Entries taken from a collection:

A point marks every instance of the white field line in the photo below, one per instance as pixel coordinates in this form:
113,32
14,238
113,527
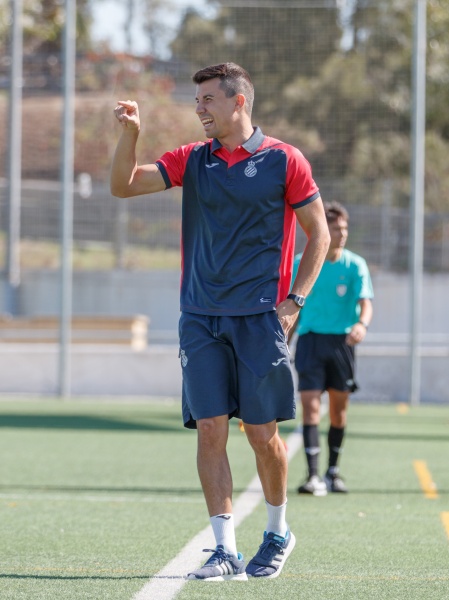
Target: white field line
167,583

* EXERCISE PROMPT
Your task is to repeat the records exactly. Images do not belong in the copy.

* TASK OUTPUT
A point marks every instance of the white field line in the photo below, one per instance as pixel coordinates in this form:
113,32
14,238
113,527
Target: white field line
167,583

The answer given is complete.